EXERCISE:
Rewrite every line of the items below, requests included, with each pixel coordinate in the answers multiplied by 2.1 and rounded to the nearest whole number, halves rounded up. Apply this to all the items, and omit the pictures from your output.

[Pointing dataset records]
○ ○ ○ ○ ○

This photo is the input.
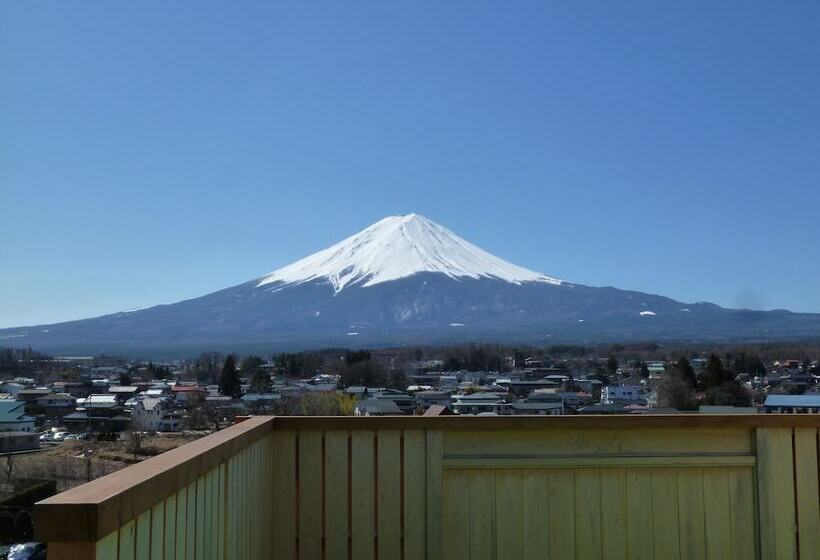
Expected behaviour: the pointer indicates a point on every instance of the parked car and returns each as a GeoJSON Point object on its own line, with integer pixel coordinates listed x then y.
{"type": "Point", "coordinates": [27, 551]}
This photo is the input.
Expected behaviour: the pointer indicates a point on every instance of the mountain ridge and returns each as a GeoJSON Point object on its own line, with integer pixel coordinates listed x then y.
{"type": "Point", "coordinates": [406, 280]}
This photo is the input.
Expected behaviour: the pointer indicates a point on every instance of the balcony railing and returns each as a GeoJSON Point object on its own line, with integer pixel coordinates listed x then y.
{"type": "Point", "coordinates": [663, 487]}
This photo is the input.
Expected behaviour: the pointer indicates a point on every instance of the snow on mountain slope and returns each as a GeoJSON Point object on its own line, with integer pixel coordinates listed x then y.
{"type": "Point", "coordinates": [397, 247]}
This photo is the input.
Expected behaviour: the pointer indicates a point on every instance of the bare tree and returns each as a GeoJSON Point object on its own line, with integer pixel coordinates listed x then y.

○ ○ ○ ○ ○

TASK RESPONSE:
This photo is the input.
Expected behaviour: the pointer indicates a point on every instance of the parked car and returns each as a GeoJSON Point object on its own line, with integer pixel coordinates listed x then y.
{"type": "Point", "coordinates": [57, 1157]}
This photo is the input.
Expected behaviour: the pointer indicates a point on every instance of the mountain ridge and returns each as a GeoJSON Point object on its own line, with integer pixel coordinates listed x then y.
{"type": "Point", "coordinates": [853, 588]}
This photo is the input.
Expected behaviour: the pointer indicates a point on every instance of the balcony railing and returns each as a GeoJSON Point object on its own line, with integer pixel coordinates listed x then y.
{"type": "Point", "coordinates": [1392, 1023]}
This photo is the input.
Expected behaviour: the pointer indicates a point on every instance of the snow on mountain slope and returns each as a GeoJSON Point object on its own line, with integer pixel coordinates listed x then y.
{"type": "Point", "coordinates": [834, 519]}
This photo is the input.
Expected behaviour: the pointer indicates a point on every instance of the bare tree and returns each as a GeoJSON Point object on its own line, with integer pixel coordinates listed x then y.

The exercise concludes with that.